Seçim kaybeden ve kesin kazanacağına inandırılmış seçmenin en zor haftası, içinde bulunduğumuz haftadır. Slogandan da gelen mesajla bir türlü gelmeyen bahar; havayı muhtemelen yaza bağlayacak.  

Evet. Bir tür “şarkıların seçimi” oldu bu seçim. Cumhurbaşkanımız kürsülerden her defasında” herşeyin bizler için” olduğunu haykırdı. Bırakıp gitmenin kolay olmadığını duyurdu. Duyanlara duymayanlara, soranlara sormayanlara, anlayana anlamayana Tüm Türkiye’yi sevdiğini haykırdı.Ben bu siyasal iletişimin başarılı olduğunu düşünüyorum. 

Muhalefetin kalp emojisi ve yine baharlar gelecek melodisini de başarılı bulmuştum. Tam bu rüzgarla yükselişe geçilmişken bir anda bunu bırakıp “milliyetçiliğe hızlı bir geçiş yapılması, şarkıların kalplerin unutulup masaların yumruklanması iletişimcilerce eleştirilecektir.

Kazananların iletişim başarısı ya da kaybedenlerin iletişim başarısızlığını bağlayacağım birkaç nokta var. Benim gözlemlediğim en büyük hata toplumun neredeyse yarıdan fazlasını kendisinden görmeyen bir kesimin yarattığı sosyolojik yara. O kesim hangi kesim?

Futbolu seven, bu spora gönül bağlamış; çoğunluğunu mavi yakalıların oluşturduğu hor görülen bir kesim. “Futbol maçlarını bedava izlettireceğim TRT’den” diyen vaade kandı mı? Kanmadı. Önemli bir bölümünün de 65 yaş üstünün oluşturduğu bu kesim “15 000TL” bayram harçlığı vaadine kandı mı? Kanmadı. İnsanların evleri yıkıldı “depremde evi yıkılan herkese bir ev verilecek” vaadine de kanmadı.

Veri Kümesi İçeriği:
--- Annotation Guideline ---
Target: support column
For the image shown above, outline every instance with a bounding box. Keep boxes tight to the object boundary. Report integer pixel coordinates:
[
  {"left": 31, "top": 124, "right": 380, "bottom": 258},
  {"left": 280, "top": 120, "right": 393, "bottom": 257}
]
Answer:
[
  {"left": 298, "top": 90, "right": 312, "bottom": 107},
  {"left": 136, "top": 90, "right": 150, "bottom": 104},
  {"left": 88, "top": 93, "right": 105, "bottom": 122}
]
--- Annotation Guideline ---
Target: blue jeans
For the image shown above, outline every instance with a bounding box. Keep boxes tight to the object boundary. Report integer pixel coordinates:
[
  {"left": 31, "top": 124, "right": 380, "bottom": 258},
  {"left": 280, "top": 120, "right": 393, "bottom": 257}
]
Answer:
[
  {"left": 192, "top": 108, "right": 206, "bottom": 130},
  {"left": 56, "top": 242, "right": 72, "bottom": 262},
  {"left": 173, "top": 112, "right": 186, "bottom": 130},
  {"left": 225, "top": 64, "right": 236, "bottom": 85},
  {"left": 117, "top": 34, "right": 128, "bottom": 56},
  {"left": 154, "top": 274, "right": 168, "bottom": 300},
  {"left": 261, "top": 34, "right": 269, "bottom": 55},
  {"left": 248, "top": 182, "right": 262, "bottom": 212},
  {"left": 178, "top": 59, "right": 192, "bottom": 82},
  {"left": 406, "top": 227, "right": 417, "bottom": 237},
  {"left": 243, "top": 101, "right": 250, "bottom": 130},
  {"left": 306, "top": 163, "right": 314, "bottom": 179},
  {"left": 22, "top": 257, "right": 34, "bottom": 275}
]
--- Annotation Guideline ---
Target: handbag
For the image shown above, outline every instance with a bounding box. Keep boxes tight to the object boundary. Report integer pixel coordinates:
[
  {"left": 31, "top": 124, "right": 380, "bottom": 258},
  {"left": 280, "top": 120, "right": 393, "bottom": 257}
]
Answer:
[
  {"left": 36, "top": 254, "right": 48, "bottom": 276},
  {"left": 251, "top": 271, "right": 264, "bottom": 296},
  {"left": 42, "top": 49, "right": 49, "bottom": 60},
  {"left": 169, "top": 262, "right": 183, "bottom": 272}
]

Sorular ve Görevler:
(1) Lütfen seçim yazısında "Muhalefetin kalp emojisi" sözleriyle başlayıp "kesim hangi kesim?" sözlerine kadar süren kısmı olduğu gibi yazıya geçirin.
(2) Seçim yazısına göre aşağıdaki soruları yanıtlayın.
(a) Yazar, muhalefetin hangi emojisini başarılı bulmuştu?
(b) Futbol maçlarının bedava izlettirileceği vaadinde hangi kanalın adı geçiyor?
(c) Bayram harçlığı vaadinde hangi tutar söz konusu?
(3) Seçim yazısını son cümlesinden sonra kaldığı yerden devam ettirin.

Görevlere Göre Yanıtlar:
(1)
Muhalefetin kalp emojisi ve yine baharlar gelecek melodisini de başarılı bulmuştum. Tam bu rüzgarla yükselişe geçilmişken bir anda bunu bırakıp “milliyetçiliğe hızlı bir geçiş yapılması, şarkıların kalplerin unutulup masaların yumruklanması iletişimcilerce eleştirilecektir.

Kazananların iletişim başarısı ya da kaybedenlerin iletişim başarısızlığını bağlayacağım birkaç nokta var. Benim gözlemlediğim en büyük hata toplumun neredeyse yarıdan fazlasını kendisinden görmeyen bir kesimin yarattığı sosyolojik yara. O kesim hangi kesim?

(2)
(a) Kalp emojisini.
(b) TRT.
(c) 15 000 TL.

(3)
Değerli okurlar, bu insanların sadece sevmeye sevilmeye ihtiyacı var. Görevi sabahtan akşama kadar elindeki kumandaya basıp giriş-çıkış iznini elinde bulunduran kişinin gönlünü, her geçişimde mutlaka alırım. Kat görevlilerini ne zaman bir iş yaparken görsem “kolay gelsin” derim. Market kasiyerlerini motive etmeye çalışırım. Pazarda tezgâhta gördüğüm köylü olduğunu anladığım kişilere seslenmeden geçmem. Çay ocağı sahibi arkadaşım da var, fabrikatör arkadaşım da. Bunları neden söylüyorum? Seçimi kaybedenler, sosyal medyada, çeşitli platformlarda hâlen Sokrates’in “neden belli bir eğitim seviyesine sahip olmayanların oy vermemesi gerektiğini” düşünmesini ortaya çıkarmışlar bunu tartışıyorlar. Hayattan ders çıkarabilmek en yüksek eğitim seviyesine tabilerin başarabileceği bir şeydir. Aynı hataları defaatle yapanların eğitim seviyelerini bilemem ama etik seviyelerinin sorgulanması gerekir.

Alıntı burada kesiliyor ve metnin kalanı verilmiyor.